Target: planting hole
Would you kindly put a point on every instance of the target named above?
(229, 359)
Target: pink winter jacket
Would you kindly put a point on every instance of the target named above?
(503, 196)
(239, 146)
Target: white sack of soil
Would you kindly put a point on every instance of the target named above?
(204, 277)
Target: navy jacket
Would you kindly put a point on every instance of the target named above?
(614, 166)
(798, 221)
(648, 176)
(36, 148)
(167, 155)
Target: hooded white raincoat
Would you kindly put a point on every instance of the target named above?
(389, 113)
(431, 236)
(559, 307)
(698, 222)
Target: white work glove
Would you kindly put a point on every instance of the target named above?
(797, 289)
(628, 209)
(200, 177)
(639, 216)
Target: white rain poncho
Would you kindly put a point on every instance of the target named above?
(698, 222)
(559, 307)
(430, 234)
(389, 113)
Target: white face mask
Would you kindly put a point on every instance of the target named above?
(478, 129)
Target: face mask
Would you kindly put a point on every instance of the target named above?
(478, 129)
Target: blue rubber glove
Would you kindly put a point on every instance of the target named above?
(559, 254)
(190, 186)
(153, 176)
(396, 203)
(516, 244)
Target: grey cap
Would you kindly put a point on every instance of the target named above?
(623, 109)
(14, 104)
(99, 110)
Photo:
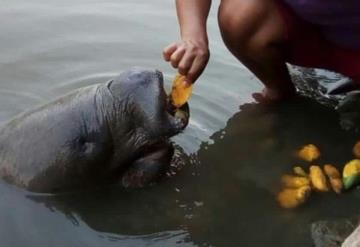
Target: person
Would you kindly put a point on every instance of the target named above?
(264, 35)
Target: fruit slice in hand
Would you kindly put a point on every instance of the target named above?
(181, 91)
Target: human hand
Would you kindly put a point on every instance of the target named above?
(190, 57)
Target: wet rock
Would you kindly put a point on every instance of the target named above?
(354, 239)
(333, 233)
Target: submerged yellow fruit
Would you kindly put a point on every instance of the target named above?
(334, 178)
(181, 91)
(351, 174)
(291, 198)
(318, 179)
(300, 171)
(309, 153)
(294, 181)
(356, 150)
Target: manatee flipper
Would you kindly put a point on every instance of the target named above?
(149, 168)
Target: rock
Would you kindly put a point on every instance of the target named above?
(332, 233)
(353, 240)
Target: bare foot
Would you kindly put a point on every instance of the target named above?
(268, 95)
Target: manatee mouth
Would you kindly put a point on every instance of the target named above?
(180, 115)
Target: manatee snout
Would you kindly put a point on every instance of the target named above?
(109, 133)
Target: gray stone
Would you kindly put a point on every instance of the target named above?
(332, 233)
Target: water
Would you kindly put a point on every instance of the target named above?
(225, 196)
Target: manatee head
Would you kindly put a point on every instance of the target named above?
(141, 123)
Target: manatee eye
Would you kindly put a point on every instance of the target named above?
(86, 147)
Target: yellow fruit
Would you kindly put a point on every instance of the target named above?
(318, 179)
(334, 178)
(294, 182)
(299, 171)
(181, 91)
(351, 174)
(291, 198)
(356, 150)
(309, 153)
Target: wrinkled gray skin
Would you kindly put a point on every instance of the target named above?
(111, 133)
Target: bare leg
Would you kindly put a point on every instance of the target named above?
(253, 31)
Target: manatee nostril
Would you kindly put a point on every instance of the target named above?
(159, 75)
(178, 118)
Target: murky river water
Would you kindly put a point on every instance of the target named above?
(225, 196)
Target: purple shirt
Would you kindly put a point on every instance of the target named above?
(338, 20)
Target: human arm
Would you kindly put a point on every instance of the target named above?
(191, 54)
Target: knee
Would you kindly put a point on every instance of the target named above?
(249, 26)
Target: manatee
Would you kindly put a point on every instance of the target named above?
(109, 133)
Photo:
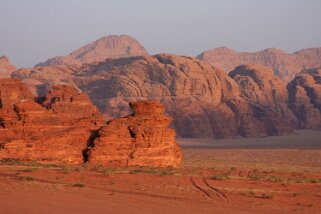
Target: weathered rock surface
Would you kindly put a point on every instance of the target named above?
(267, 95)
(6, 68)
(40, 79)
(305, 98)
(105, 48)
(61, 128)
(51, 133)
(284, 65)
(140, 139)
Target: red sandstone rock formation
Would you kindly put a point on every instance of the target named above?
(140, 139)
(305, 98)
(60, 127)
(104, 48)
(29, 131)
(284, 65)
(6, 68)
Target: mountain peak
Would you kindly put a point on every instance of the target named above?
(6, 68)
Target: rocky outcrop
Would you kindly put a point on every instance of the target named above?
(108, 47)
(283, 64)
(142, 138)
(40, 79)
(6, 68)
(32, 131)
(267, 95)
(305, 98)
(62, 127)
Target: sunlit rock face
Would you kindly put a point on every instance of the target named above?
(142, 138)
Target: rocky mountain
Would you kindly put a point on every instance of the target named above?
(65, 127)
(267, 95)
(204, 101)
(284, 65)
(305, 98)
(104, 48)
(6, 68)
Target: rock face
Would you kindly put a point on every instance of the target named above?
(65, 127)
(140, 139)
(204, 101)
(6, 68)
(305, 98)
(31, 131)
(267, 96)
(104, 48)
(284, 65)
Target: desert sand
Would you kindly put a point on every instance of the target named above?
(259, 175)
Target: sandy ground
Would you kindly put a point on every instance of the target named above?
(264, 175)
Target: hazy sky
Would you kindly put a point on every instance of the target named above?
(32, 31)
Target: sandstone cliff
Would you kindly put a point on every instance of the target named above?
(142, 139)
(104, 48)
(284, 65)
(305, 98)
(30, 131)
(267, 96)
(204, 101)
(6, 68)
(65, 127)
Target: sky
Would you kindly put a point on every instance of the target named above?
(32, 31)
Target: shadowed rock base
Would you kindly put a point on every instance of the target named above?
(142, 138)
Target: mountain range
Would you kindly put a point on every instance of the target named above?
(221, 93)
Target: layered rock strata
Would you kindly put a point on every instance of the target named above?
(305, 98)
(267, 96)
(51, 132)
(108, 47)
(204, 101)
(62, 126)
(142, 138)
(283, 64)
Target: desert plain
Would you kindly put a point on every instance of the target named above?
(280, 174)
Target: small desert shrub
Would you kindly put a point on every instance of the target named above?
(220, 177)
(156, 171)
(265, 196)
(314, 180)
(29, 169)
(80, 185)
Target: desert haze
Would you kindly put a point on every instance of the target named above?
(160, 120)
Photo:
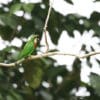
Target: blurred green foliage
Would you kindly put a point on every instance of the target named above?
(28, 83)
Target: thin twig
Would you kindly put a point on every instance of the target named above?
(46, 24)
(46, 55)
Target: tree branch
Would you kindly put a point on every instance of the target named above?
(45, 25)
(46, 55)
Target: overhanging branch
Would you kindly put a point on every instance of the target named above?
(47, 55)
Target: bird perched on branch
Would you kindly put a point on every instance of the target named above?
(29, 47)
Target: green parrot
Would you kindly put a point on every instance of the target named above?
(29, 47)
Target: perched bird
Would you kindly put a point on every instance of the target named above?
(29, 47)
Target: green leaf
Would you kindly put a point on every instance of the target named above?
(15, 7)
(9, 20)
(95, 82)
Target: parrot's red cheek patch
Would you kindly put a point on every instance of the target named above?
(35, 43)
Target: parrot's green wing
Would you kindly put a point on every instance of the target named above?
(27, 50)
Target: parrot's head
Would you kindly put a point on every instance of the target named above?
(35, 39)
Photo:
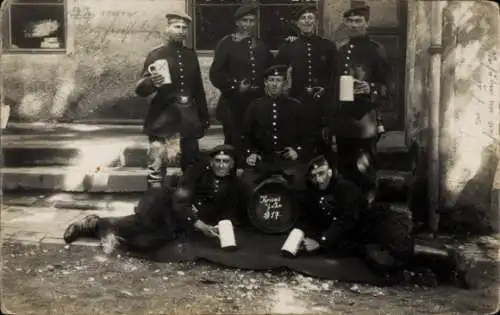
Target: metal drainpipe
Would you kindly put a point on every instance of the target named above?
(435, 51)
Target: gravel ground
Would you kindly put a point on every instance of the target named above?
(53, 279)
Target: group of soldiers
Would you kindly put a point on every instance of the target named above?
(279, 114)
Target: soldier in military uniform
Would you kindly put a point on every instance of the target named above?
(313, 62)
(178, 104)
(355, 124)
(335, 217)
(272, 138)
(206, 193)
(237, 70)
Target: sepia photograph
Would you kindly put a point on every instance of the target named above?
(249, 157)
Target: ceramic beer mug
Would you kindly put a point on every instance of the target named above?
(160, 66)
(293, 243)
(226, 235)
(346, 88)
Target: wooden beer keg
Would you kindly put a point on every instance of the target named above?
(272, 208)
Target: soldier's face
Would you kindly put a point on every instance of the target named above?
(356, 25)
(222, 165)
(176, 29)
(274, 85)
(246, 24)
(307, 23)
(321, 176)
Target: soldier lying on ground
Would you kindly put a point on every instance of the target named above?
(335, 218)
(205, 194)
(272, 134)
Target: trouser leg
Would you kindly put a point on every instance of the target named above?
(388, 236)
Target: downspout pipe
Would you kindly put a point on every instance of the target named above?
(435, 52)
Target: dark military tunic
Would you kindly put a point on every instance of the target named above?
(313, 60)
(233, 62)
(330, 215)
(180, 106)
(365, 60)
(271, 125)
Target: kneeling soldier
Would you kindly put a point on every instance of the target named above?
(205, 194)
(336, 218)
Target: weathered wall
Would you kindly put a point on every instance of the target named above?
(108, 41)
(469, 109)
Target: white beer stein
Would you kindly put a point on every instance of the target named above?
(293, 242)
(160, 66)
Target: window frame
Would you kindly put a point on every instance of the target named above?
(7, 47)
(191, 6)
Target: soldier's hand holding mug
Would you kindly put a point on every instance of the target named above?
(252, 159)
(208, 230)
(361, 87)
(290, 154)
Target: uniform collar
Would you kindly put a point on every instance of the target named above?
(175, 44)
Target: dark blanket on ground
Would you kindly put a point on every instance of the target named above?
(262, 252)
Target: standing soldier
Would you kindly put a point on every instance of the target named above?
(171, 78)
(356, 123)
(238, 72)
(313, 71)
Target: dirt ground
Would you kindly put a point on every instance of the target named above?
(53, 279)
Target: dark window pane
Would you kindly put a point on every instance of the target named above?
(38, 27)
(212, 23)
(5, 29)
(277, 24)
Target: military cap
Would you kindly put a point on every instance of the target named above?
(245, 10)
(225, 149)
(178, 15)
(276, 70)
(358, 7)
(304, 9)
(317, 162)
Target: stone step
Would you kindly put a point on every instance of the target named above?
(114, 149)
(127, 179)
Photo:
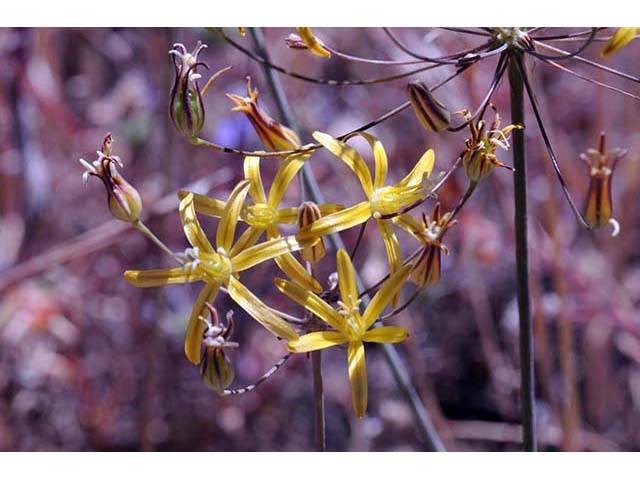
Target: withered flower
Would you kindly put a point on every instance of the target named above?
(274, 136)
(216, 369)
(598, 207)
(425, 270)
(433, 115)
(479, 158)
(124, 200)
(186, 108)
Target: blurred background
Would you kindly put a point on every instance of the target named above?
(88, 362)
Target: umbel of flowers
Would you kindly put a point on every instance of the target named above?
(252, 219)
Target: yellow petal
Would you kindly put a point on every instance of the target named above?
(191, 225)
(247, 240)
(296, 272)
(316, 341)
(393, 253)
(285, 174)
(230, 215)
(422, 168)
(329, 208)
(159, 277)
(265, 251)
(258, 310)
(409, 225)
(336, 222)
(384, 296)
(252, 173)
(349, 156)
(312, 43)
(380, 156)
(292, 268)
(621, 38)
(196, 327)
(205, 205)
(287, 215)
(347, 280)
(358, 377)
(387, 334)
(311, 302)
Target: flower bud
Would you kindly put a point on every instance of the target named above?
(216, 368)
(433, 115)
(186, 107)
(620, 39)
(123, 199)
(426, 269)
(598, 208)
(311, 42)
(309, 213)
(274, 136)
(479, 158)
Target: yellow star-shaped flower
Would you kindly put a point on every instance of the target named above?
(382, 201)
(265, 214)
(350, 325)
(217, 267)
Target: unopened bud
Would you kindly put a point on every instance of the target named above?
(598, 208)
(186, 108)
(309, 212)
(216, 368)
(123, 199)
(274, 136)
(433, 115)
* * *
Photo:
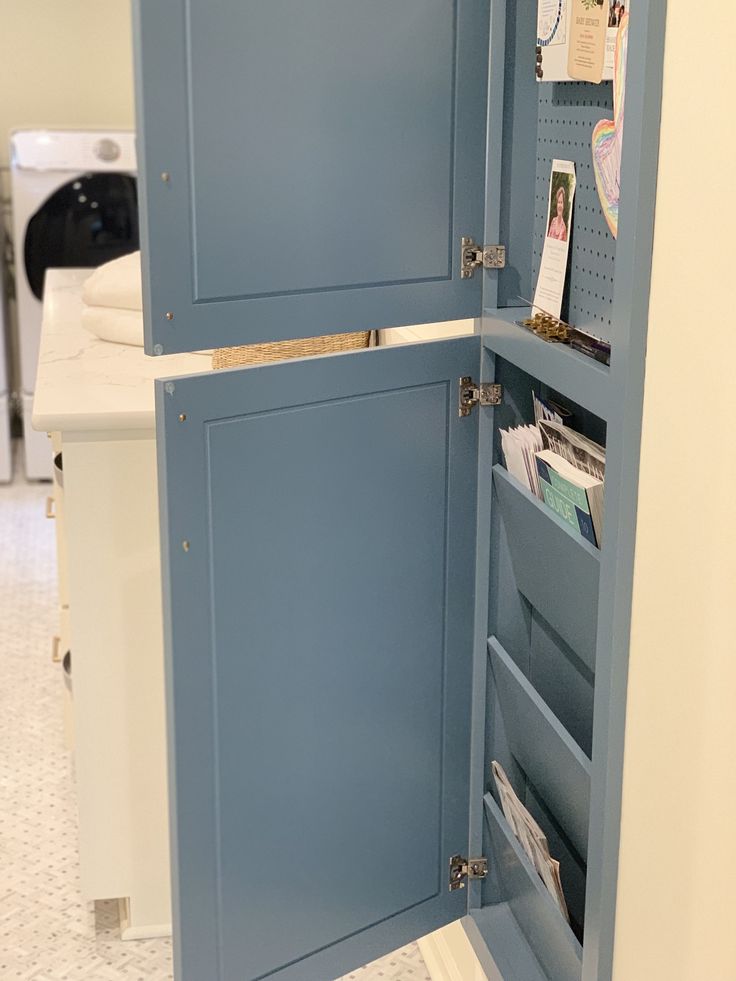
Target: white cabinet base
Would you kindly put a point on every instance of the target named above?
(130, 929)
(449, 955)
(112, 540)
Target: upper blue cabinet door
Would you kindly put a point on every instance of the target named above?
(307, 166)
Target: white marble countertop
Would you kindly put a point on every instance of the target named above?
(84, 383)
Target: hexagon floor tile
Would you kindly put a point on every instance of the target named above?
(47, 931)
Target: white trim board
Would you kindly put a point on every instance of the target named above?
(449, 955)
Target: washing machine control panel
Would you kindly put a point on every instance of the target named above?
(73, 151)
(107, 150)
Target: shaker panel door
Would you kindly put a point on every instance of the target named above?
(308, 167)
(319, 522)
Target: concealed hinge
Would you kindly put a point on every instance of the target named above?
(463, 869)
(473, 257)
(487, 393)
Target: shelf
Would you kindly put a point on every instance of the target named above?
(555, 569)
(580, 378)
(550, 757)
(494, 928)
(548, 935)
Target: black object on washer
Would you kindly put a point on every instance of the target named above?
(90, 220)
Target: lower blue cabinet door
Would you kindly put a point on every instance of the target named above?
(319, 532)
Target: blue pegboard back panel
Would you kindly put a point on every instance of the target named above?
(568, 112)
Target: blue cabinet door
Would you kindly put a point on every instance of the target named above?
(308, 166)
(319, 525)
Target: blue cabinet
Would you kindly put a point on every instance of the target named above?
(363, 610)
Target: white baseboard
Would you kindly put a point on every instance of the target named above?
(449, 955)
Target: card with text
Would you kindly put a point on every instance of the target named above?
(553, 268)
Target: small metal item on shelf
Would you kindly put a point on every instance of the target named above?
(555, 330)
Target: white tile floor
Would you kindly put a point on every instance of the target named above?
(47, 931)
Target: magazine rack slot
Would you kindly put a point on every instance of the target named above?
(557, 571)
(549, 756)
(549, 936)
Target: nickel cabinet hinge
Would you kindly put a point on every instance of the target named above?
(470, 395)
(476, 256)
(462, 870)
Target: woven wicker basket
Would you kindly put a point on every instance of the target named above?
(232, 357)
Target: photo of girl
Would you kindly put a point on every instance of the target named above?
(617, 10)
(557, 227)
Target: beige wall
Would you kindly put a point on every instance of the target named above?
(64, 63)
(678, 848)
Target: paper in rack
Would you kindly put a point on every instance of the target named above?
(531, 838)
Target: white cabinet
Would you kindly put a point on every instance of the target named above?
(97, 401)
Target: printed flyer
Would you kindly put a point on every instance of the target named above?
---
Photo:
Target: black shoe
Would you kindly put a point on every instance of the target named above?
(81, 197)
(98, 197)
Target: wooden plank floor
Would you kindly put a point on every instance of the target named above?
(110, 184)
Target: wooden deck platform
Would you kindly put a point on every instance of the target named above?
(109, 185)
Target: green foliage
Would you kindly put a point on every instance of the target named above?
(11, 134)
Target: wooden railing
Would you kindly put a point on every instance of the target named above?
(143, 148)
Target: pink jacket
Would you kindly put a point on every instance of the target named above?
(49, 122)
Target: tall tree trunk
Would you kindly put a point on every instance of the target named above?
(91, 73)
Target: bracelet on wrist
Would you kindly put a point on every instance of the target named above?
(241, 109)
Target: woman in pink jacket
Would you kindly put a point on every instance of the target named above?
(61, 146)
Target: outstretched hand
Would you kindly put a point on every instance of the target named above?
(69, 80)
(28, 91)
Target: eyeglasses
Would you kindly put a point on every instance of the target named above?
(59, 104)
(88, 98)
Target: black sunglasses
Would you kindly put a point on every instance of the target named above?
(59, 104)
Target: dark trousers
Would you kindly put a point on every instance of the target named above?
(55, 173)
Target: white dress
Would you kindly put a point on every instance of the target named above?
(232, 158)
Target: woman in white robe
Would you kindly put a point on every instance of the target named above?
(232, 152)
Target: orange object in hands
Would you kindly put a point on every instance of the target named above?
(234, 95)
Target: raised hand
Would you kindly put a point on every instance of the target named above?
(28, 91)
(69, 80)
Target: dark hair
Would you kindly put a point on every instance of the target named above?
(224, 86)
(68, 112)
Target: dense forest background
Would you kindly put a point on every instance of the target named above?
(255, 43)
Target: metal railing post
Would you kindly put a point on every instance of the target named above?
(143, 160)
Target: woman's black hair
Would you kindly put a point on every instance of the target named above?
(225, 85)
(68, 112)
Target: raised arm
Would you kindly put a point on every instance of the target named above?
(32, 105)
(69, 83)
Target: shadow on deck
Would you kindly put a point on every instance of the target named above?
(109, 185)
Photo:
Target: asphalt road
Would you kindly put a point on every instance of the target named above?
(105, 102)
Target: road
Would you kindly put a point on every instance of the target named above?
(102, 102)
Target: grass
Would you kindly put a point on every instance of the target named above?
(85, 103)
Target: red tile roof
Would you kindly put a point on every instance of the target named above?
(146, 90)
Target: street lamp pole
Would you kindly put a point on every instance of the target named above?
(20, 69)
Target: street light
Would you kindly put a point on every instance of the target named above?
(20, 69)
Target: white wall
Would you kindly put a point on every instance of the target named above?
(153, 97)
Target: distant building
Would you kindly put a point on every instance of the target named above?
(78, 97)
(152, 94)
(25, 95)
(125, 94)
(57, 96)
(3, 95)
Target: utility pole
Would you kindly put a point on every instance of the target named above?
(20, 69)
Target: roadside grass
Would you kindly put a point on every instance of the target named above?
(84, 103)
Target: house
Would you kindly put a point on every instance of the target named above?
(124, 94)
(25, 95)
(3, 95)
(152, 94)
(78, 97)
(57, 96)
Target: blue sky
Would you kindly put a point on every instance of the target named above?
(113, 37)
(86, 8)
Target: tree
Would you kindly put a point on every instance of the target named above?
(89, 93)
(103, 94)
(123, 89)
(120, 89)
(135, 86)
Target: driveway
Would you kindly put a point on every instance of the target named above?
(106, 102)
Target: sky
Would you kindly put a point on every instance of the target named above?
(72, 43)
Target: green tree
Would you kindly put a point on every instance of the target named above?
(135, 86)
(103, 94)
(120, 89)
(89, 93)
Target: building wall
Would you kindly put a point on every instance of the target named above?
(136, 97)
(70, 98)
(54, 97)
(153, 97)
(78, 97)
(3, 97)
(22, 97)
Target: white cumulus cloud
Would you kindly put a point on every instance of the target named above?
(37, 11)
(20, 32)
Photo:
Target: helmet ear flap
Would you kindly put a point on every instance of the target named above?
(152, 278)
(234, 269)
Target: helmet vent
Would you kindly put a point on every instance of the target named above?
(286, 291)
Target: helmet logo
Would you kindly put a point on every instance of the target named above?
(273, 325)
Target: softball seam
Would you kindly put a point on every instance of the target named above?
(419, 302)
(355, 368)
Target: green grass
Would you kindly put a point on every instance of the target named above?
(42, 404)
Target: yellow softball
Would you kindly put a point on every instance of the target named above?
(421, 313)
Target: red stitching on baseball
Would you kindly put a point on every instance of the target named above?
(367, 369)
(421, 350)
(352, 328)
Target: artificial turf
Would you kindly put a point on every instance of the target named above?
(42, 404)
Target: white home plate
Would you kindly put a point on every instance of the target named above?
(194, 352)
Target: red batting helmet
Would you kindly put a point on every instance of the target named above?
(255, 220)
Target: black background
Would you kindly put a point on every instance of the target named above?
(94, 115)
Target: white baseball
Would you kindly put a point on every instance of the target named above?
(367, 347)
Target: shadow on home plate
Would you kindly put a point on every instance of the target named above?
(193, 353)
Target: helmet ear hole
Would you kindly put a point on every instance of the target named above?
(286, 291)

Aim of the exercise: State how many lines in the listing above contain the word "home", giving only the number. Case counts.

Solution to the exercise: 2